__WORK ORDER__: Each line of the data must be set down again without a single difference.

__SOURCE RECORDS__:
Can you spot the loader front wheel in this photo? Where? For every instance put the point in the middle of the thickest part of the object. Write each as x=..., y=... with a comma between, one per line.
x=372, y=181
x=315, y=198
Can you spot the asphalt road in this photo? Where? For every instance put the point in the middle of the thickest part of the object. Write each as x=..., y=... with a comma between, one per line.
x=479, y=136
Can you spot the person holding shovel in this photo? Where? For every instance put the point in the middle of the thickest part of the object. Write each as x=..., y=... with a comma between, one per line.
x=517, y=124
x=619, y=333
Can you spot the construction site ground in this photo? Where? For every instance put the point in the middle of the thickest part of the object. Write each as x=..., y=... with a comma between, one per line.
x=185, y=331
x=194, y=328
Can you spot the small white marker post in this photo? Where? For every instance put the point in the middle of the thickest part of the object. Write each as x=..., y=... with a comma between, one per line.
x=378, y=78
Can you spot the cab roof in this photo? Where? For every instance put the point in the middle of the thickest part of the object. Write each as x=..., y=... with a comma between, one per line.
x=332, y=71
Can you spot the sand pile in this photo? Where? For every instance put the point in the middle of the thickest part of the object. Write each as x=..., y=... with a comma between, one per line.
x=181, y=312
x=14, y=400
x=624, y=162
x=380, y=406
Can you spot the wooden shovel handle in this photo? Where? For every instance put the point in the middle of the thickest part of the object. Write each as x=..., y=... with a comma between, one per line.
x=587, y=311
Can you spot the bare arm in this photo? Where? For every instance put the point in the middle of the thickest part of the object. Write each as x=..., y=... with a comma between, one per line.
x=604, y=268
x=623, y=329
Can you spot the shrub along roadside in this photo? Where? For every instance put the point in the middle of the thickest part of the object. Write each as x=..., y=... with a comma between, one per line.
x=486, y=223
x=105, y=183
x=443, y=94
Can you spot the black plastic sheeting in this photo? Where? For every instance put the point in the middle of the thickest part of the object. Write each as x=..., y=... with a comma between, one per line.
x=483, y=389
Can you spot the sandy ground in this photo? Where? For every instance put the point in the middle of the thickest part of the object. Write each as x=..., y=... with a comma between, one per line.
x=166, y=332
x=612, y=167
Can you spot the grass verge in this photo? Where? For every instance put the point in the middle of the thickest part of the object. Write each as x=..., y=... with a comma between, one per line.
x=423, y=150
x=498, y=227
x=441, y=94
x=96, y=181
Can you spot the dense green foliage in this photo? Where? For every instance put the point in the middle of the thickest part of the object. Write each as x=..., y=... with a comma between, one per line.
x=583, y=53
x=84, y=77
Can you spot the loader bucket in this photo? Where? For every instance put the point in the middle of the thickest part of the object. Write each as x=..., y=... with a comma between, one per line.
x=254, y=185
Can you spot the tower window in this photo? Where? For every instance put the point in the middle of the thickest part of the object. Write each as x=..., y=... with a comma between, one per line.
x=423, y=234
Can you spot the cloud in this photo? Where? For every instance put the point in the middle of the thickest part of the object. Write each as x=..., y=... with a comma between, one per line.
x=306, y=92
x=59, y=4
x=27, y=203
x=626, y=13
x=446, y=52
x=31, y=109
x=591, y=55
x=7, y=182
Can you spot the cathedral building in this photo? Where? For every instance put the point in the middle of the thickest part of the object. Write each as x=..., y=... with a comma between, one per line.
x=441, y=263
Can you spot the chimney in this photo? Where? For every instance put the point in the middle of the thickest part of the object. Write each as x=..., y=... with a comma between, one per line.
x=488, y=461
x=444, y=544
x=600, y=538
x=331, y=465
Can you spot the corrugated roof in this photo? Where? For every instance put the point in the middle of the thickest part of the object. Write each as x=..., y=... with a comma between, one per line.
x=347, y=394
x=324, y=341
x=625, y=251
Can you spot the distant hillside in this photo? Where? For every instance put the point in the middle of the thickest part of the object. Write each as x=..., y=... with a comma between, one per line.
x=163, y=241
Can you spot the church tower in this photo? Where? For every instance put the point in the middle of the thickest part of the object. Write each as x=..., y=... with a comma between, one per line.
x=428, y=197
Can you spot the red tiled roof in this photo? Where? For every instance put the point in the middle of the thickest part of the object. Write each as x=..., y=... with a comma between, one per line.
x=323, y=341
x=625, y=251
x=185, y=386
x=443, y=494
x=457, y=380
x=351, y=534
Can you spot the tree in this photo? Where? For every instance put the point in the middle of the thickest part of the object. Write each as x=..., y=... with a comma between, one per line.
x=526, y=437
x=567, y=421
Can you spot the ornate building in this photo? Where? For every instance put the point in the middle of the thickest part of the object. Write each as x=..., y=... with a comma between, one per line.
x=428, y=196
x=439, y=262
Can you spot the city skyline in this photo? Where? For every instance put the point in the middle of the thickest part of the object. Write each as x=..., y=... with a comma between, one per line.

__RESULT OF THIS EXERCISE__:
Can you spot the loader front wheel in this photo? Where? For every instance put the point in the middle of the thickest part of the object. Write each as x=..., y=... with a comma between, one per line.
x=372, y=181
x=315, y=198
Can you spot the asphalt road in this photo? Where? For every instance put the point in the middle of the thickest part of the object. Write each as x=..., y=... with a comma between, one per line.
x=479, y=136
Can you spot the person holding shovel in this photo? Where? For every instance put the point in the middle of the thickest part of the object. Write each as x=..., y=... with a comma between, one per line.
x=517, y=124
x=619, y=333
Can you spot the construction site ground in this photo? Where? For every instance put the point in the middle of the thickest part of the object. Write each as x=..., y=... with a comma between, one per line.
x=185, y=331
x=194, y=328
Can you spot the small white marker post in this photo? Where? For every instance put the point in the middle of the thickest part of the object. Write each as x=..., y=... with a comma between, one per line.
x=378, y=78
Can you spot the cab roof in this photo? Where? For every instance put the point in the middle of the thickest part of the object. Write each as x=..., y=... with a comma between, one per line.
x=332, y=71
Can you spot the sand pile in this photo? Where? For every instance put the point in the middle of the thickest part of the object. Write each as x=..., y=... with a comma between, one per line.
x=181, y=312
x=14, y=400
x=624, y=162
x=380, y=406
Can you spot the wooden shovel handle in this photo? Where? For every instance put the point in the middle of the thickest part of the object. Write each as x=..., y=... with a comma between, one per line.
x=587, y=311
Can you spot the bare arm in this photo? Where? For every instance put the point in the middle of the thickest part of the object. Write each as x=..., y=... with a comma between, one per line.
x=604, y=268
x=623, y=329
Can you spot the shrub along roadside in this photo? Where? For every instance put the point in the middle of the thickest part of the object. Write each as x=..., y=... with a comma between, one per line.
x=486, y=223
x=105, y=183
x=443, y=94
Can you spot the black plastic sheeting in this photo? Where? For every instance put the point in the middle of the thickest part of the object. Write each as x=..., y=... with a comma between, one per line.
x=483, y=389
Can you spot the sandy ground in this photo? Where? For every instance put the point in the middle of the thickest part of the object. Write each as x=..., y=... with a comma between, one per line.
x=166, y=332
x=612, y=167
Can you spot the grass verge in this photo? Where? For every instance put the point in the middle of the thickest part of the object. Write each as x=..., y=... with a comma between, one per line.
x=423, y=150
x=498, y=227
x=441, y=94
x=96, y=181
Can you spot the dense green foliage in this photo? Where? For every instance put the point in the middle of the thickest part of the object. Write each as x=..., y=... with a comma between, one per line.
x=583, y=53
x=84, y=77
Can you spot the loader bucket in this photo? Where? For every instance put the point in the middle of the thickest part of the object. Write each as x=..., y=... with a comma between, one per line.
x=254, y=185
Can you spot the tower window in this photo? Where? For every instance put the point in the middle of the thickest part of the object. Write each as x=..., y=... with a comma between, one per line.
x=423, y=234
Can you spot the cloud in this photo? Where? For every instance put the point in the middle of the thickest part of the object. Write each as x=..., y=... with a comma between, one per line.
x=306, y=92
x=59, y=4
x=27, y=203
x=626, y=13
x=446, y=52
x=31, y=109
x=591, y=55
x=7, y=182
Can you spot the cathedral building in this photo? Where? For every instance put the point in the middle of the thickest part of the object. Write each as x=..., y=... with a comma between, one per line.
x=441, y=263
Can you spot the chimney in this photo? Where? For every instance put the point in the middle of the thickest part of the object. Write each as x=..., y=... with a comma between, one per line.
x=488, y=461
x=444, y=544
x=600, y=538
x=331, y=465
Can you spot the corrugated roof in this photo? Where? For every instance put the point in the middle of the thickest part of the object. Write each as x=..., y=... with a comma between, one per line.
x=347, y=394
x=324, y=341
x=625, y=251
Can you spot the distant hillside in this photo? Where? For every instance put the point in the middle of the thickest part of the object. Write each as x=..., y=... with a comma between, one per line.
x=163, y=241
Can you spot the church tower in this photo? Where? For every instance put the point in the middle of the thickest part of the object. Write each as x=..., y=... with a comma between, one per line.
x=428, y=197
Can you spot the red tiled roof in this photo? Where? For every instance put the point in the middle of the thickest part of the object. Write each as x=..., y=... with a comma between, one per line.
x=323, y=341
x=625, y=251
x=185, y=386
x=443, y=494
x=457, y=380
x=351, y=534
Can you spot the tree in this photo? Where? For every instance put the point in the middle of the thickest part of the object. Write each as x=..., y=... with a comma between, one per line.
x=526, y=437
x=567, y=421
Can you spot the ornate building in this photo? Where? For every instance put the point in the middle of the thickest part of the object. Write each as x=..., y=... with a comma between, one per line.
x=428, y=196
x=439, y=262
Can you spot the city skyline in this photo? Where? For every instance put the point in the middle of the thickest part of the object. Write each as x=..., y=... with a comma between, one per line.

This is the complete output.